An exhibition about the Big C opens in a dark room with something, I really couldn’t work out what, but it looks like light patterns being shown onto a textured wall.
Skipping quickly through, the main display though is a much more interestingly laid out exhibition, mainly display boards, but each one has been cut through with a silhouette of a person, reminding us how deeply human cancer can be in going beyond the mere physical problem to the emotions a cancer diagnosis can trigger.
There are eight films dotted around the exhibition giving people’s own tales about living with, or fighting cancer. Slightly irritatingly, some of the audio from each film can be heard as background when watching another, but in covid times, it would be harder to provide headphones to listen to them.
BBC journalist George Alagiah, who is living with bowel cancer, meets Vivian Li, Stem Cell and Cancer scientist, as she creates ‘mini-organs’ in the quest to personalise cancer treatments. Meanwhile, Cancer Research UK’s Chief Scientist Karen Vousden talks to Alix Fox to bust some cancer myths including do elephants get cancer and is cancer ‘contagious’?
Elsewhere, lots of information boards, with each colour coded zone looking at a different aspect of cancer or cancer treatment.
It’s not a display to look at artefacts or the like – after all cancer cells are quite small, and cancer-killing equipment is needed in hospitals.
But it’s informative, in a short visit sort of way, and being right next to St Pancras station makes it very easy to visit. Just pop outside by the Thameslink exit and cross the road to the Francis Crick Insitute.
The exhibition, Outwitting Cancer is open until 15th July and is free to visit. It’s open Wed – Sun 10am to 4pm, with late opening on Wednesdays to 8pm.

**Activity 1:** According to the review, until what date is Outwitting Cancer open?
**Activity 2:** Reproduce the review from "BBC journalist George" up to and including "Francis Crick Insitute.".

**Supplied information:**
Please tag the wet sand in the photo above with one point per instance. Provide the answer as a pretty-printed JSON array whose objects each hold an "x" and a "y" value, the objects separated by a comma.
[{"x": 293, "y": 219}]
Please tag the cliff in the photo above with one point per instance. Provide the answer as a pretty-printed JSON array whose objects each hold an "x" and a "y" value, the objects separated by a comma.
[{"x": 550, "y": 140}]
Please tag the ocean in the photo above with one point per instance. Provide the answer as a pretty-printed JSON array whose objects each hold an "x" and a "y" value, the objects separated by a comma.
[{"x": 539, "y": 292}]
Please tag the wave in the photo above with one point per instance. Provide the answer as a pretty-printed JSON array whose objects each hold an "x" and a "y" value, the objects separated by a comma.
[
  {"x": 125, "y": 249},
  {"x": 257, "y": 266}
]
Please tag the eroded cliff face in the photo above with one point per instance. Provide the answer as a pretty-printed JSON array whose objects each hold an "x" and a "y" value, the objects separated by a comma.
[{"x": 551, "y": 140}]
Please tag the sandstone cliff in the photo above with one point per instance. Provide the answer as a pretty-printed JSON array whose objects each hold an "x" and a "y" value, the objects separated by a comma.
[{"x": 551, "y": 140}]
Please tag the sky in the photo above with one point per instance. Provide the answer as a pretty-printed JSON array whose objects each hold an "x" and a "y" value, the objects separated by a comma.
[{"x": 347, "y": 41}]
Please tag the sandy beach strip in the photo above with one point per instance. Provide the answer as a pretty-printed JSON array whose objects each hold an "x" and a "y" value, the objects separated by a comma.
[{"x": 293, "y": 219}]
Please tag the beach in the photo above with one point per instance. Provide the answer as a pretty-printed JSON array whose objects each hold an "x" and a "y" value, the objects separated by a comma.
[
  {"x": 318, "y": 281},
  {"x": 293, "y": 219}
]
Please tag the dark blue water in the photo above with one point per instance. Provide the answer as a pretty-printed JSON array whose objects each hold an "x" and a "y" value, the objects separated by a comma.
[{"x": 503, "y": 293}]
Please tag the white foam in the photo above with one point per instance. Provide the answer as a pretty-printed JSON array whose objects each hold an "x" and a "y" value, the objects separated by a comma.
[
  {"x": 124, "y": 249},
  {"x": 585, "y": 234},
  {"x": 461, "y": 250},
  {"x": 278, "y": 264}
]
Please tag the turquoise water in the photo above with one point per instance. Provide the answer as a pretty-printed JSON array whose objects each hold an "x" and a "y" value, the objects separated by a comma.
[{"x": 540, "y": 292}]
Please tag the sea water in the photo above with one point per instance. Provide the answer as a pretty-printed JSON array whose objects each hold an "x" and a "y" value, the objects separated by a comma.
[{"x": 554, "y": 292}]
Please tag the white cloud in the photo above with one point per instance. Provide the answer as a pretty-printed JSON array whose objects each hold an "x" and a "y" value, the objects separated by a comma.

**Written response 1:** 15th July.

**Written response 2:**
BBC journalist George Alagiah, who is living with bowel cancer, meets Vivian Li, Stem Cell and Cancer scientist, as she creates ‘mini-organs’ in the quest to personalise cancer treatments. Meanwhile, Cancer Research UK’s Chief Scientist Karen Vousden talks to Alix Fox to bust some cancer myths including do elephants get cancer and is cancer ‘contagious’?
Elsewhere, lots of information boards, with each colour coded zone looking at a different aspect of cancer or cancer treatment.
It’s not a display to look at artefacts or the like – after all cancer cells are quite small, and cancer-killing equipment is needed in hospitals.
But it’s informative, in a short visit sort of way, and being right next to St Pancras station makes it very easy to visit. Just pop outside by the Thameslink exit and cross the road to the Francis Crick Insitute.